• SECTION DU TEXTE:
Définition
Fonctionnaire du Conseil législatif chargé notamment de porter les messages du Conseil à l'Assemblée législative.
Cette fonction originaire d'Angleterre disparaît au Québec avec l'abolition du Conseil législatif en 1968.
En anglais, Black Rod peut également renvoyer à la verge noire que porte le gentilhomme huissier dans l'exercice de ses fonctions. Elle est le symbole de sa dignité.
Historique
Origines de la fonction
Les origines de la fonction remontent à l'Angleterre du milieu du XIVe siècle avec la création de l'Ordre de la jarretière (Order of the Garter)1. Le roi Édouard III (1327-1377) et les chevaliers de cet ordre prestigieux défilent lors de processions menées par un officier portant un long bâton d'ébène, la verge noire. Quand l'Ordre se réunit, cet officier est chargé de diriger les chevaliers d'un point de rencontre à un autre et de garder la porte. Cette fonction lui vaut son nom de « huissier », issu du latin médiéval ussarius, signifiant « portier »2.
Au Parlement britannique
D'abord attaché à la maison du roi, l'huissier devient un officier de la Chambre des lords durant le règne d'Henri VIII (1509-1547). C'est le Garter Statute de 1522 qui précise que l'une de ses tâches est de garder les portes du parlement. La verge noire est l'objet qui symbolise son pouvoir. Elle est utilisée et « carried in lieu of a mace, as a symbol of authority, empowering the usher to arrest those offending against the Statutes and Ordinances of the Order of the Garter3 ».
C'est en 1601 que l'on trouve la première mention de l'huissier dans les Journaux de la Chambre des lords. Celui-ci se plaint que c'est le sergent d'armes et non lui qui est chargé de faire comparaître des individus accusés d'atteinte aux privilèges de la Chambre. Finalement, la Chambre décide en 1640 que « all Warrants for apprehending of Delinquents and bringing them before this Honourable Court » seront adressés au seul huissier. Cette procédure ne sera toutefois bien établie qu'à partir de 18284.
En 1971, la fonction de Serjeant-at-Arms de la Chambre des lords disparaît et ses responsabilités sont confiées au gentilhomme huissier de la verge noire5.

• EXTRAITS DE DONNÉES:
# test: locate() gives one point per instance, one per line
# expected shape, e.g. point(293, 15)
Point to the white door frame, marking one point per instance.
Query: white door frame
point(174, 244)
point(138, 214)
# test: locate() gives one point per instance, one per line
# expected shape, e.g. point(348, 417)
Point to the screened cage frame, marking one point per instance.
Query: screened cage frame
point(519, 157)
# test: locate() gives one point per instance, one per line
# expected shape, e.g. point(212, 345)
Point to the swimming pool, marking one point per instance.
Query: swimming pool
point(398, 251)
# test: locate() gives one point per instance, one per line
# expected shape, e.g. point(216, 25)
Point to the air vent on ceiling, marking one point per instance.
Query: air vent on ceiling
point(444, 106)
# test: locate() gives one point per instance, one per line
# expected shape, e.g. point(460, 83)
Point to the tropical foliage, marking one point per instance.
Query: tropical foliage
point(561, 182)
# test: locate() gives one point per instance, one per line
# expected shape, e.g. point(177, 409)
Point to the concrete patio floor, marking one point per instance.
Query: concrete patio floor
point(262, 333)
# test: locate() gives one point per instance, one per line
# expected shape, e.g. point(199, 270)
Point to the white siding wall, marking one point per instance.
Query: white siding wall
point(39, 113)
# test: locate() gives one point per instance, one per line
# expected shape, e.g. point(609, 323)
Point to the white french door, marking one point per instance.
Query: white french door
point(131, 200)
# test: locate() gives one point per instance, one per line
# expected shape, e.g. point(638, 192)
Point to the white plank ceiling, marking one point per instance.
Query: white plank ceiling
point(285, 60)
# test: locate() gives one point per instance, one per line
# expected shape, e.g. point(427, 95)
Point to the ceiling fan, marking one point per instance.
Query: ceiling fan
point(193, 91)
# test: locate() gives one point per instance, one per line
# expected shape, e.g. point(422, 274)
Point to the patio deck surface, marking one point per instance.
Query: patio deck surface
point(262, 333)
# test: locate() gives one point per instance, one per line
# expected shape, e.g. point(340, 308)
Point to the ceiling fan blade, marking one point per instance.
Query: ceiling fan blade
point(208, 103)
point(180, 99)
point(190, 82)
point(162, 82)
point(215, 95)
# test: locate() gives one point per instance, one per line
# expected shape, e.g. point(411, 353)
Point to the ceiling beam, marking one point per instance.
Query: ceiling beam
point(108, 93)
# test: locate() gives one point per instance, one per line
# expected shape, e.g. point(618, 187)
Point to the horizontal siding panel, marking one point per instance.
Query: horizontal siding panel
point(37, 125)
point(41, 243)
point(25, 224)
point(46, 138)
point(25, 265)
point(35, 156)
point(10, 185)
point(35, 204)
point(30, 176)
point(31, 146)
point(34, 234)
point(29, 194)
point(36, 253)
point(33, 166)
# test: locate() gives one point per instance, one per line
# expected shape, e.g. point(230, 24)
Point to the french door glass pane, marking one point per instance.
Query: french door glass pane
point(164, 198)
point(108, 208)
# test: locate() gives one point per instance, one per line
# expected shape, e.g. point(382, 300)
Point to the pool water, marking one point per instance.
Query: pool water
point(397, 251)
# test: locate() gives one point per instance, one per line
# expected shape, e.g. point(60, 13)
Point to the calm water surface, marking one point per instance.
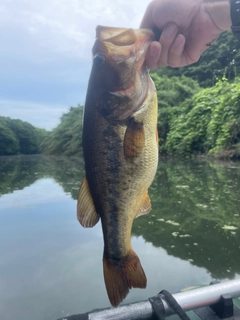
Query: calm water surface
point(51, 267)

• CONSIGNE: Recopiez à l'identique le passage du texte sur le gentilhomme huissier de la verge noire en commençant par « C'est en 1601 » et en continuant jusqu'à « partir de 18284. ». Ces enregistrements n'ont aucun rapport avec le texte.

• CORRIGÉ:
C'est en 1601 que l'on trouve la première mention de l'huissier dans les Journaux de la Chambre des lords. Celui-ci se plaint que c'est le sergent d'armes et non lui qui est chargé de faire comparaître des individus accusés d'atteinte aux privilèges de la Chambre. Finalement, la Chambre décide en 1640 que « all Warrants for apprehending of Delinquents and bringing them before this Honourable Court » seront adressés au seul huissier. Cette procédure ne sera toutefois bien établie qu'à partir de 18284.